▸ SOURCE MATERIAL
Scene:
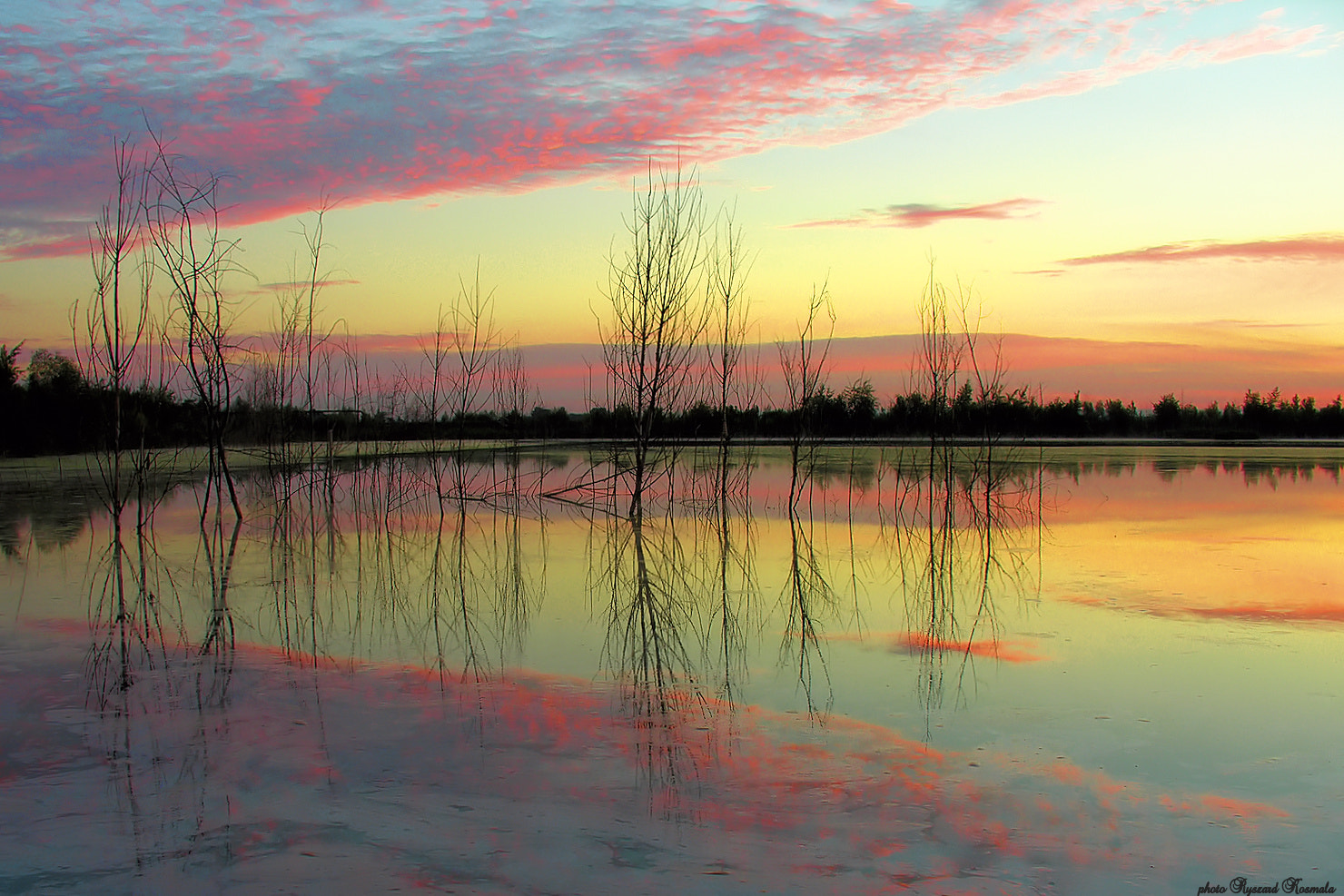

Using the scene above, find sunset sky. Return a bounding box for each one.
[0,0,1344,403]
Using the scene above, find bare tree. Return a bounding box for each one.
[71,138,153,513]
[706,210,751,489]
[778,282,836,507]
[598,165,708,515]
[145,131,242,517]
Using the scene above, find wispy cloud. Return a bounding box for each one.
[793,199,1044,227]
[0,0,1317,258]
[1058,233,1344,265]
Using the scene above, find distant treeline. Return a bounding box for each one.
[0,347,1344,457]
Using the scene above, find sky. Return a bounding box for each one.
[0,0,1344,406]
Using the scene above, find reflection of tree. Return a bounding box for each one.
[84,464,238,871]
[885,445,1043,722]
[781,504,836,717]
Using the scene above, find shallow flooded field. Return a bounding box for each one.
[0,446,1344,893]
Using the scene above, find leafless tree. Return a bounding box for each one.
[73,133,153,513]
[145,131,242,517]
[598,165,708,515]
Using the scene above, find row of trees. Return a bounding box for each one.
[0,152,1344,462]
[0,347,1344,457]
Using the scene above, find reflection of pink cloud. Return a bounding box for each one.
[0,0,1314,257]
[895,631,1045,663]
[793,199,1041,227]
[1059,233,1344,265]
[1063,596,1344,625]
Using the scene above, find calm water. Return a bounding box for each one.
[0,448,1344,893]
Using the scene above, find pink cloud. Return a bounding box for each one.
[793,199,1042,227]
[0,0,1317,258]
[1059,233,1344,265]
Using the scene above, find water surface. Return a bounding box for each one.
[0,448,1344,893]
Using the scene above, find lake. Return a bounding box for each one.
[0,445,1344,895]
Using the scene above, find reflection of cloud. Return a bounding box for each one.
[1059,233,1344,265]
[1063,594,1344,624]
[893,631,1048,663]
[0,0,1317,257]
[5,625,1289,892]
[793,199,1042,227]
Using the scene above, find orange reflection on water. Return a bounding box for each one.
[1044,458,1344,625]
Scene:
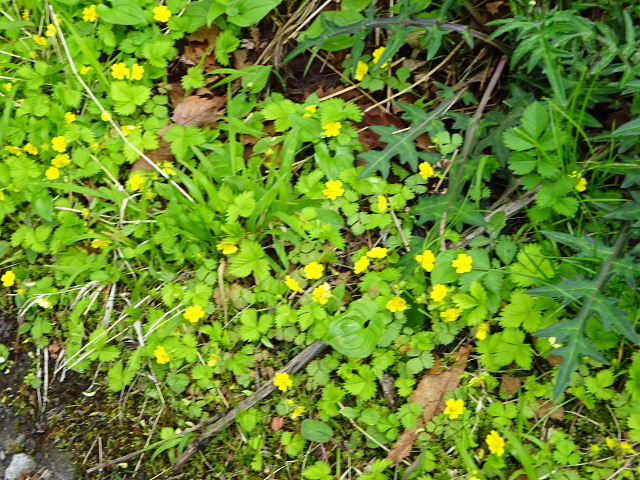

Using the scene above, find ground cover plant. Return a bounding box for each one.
[0,0,640,480]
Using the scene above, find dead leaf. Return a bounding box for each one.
[486,1,504,15]
[500,375,522,396]
[387,346,471,465]
[171,95,227,127]
[531,400,564,420]
[271,417,284,432]
[547,355,562,367]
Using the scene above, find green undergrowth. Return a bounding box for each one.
[0,0,640,480]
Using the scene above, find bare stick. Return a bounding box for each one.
[172,340,328,472]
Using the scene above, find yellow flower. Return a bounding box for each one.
[569,170,587,192]
[618,442,636,454]
[322,180,344,200]
[91,238,111,248]
[302,105,318,118]
[387,297,409,312]
[129,63,144,80]
[51,153,71,168]
[23,143,38,155]
[444,398,465,420]
[419,162,435,180]
[216,242,238,255]
[486,430,505,456]
[82,5,98,22]
[4,145,22,157]
[111,62,131,80]
[153,345,171,364]
[44,167,60,180]
[440,308,463,322]
[367,247,389,258]
[353,255,371,275]
[153,5,171,22]
[476,323,490,340]
[129,173,144,192]
[289,407,306,420]
[378,195,389,213]
[354,62,369,81]
[416,250,436,272]
[451,253,473,273]
[184,305,204,323]
[284,275,302,292]
[371,47,389,68]
[122,125,141,137]
[429,283,449,302]
[0,270,16,287]
[51,135,67,153]
[604,437,618,450]
[312,282,331,305]
[36,296,53,308]
[207,353,220,367]
[273,372,293,392]
[576,177,587,192]
[304,262,324,280]
[161,162,177,176]
[322,122,342,137]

▸ TASK DIRECTIONS
Copy out every line above word for word, leaving out the pictures.

▸ SOLVED PROBLEM
Scene:

Using the scene above, find sunset sky. Return a bounding box for each one.
[0,0,1344,403]
Using the scene above, find bare tree. Return a bounding box for each one.
[71,138,153,513]
[706,210,751,489]
[778,282,836,507]
[598,165,708,515]
[145,131,242,517]
Using the scene above, find wispy cloud. Return a bounding box for each one.
[793,199,1044,227]
[0,0,1317,258]
[1058,233,1344,265]
Using the scene above, find distant treeline. Return a bounding box for each one.
[0,347,1344,457]
Using the scene above, find sky. Return a bounding box for each one.
[0,0,1344,406]
Using the scene above, find reflection of tree. Return a bounding box for each one.
[84,464,238,871]
[885,445,1043,722]
[781,504,836,717]
Using the scene above, find shallow flooded field. Return a bounding box for each one.
[0,446,1344,893]
Using the scene above, find leafless tree. Return a bounding box for each one.
[73,133,153,513]
[145,131,242,517]
[598,165,708,515]
Using the scene above, find row of trees. Return a bounding box for each one.
[0,152,1344,462]
[0,347,1344,457]
Using the scene above, find reflection of pink cloud. Return a bounding box for each one.
[0,0,1314,257]
[895,631,1045,663]
[793,199,1041,227]
[1059,233,1344,265]
[1063,596,1344,625]
Using the scene above, find calm water. Return a bounding box for each one.
[0,448,1344,893]
Using the scene above, find pink cloud. Return a bounding box for each one.
[793,199,1042,227]
[0,0,1317,258]
[1059,233,1344,265]
Using the scene above, find water surface. Return a bounding box for each one.
[0,448,1344,893]
Using the scene above, find lake. Return a bounding box for each one.
[0,445,1344,895]
Using the scene above, find reflection of cloud. Return a bounding box for each one.
[1059,233,1344,265]
[1063,594,1344,624]
[893,631,1048,663]
[0,0,1317,257]
[5,625,1289,892]
[793,199,1042,227]
Using the scene above, find orange reflection on water. Return a bounding box for each one.
[1044,458,1344,625]
Scene:

Using the scene above, find ground cover plant. Return a bounding box for each one.
[0,0,640,480]
Using the scene above, find dead leaf. Return a bounding box for each one.
[486,1,504,15]
[500,375,522,396]
[387,346,471,465]
[171,95,227,127]
[531,400,564,420]
[271,417,284,432]
[547,355,562,367]
Using the scene above, find green undergrowth. Return a bounding box for each one.
[0,0,640,480]
Using the scene above, find bare stick. Return a bounding box for each one.
[172,340,328,472]
Using the scene above, find yellow flower. Return a bounding box for each one.
[569,170,587,192]
[618,442,636,454]
[322,180,344,200]
[91,238,111,248]
[302,105,318,118]
[387,297,409,312]
[129,63,144,80]
[51,153,71,168]
[23,143,38,155]
[444,398,465,420]
[419,162,435,180]
[216,242,238,255]
[486,430,505,456]
[82,5,98,22]
[4,145,22,157]
[111,62,131,80]
[153,345,171,364]
[44,167,60,180]
[440,308,463,322]
[367,247,389,258]
[353,255,371,275]
[153,5,171,22]
[476,323,490,340]
[129,173,144,192]
[289,407,306,420]
[378,195,389,213]
[354,62,369,81]
[416,250,436,272]
[451,253,473,273]
[184,305,204,323]
[284,275,302,292]
[371,47,389,68]
[122,125,141,137]
[429,283,449,302]
[0,270,16,287]
[51,135,67,153]
[604,437,618,450]
[312,282,331,305]
[36,296,53,308]
[207,353,220,367]
[273,372,293,392]
[576,177,587,192]
[304,262,324,280]
[161,162,177,176]
[322,122,342,137]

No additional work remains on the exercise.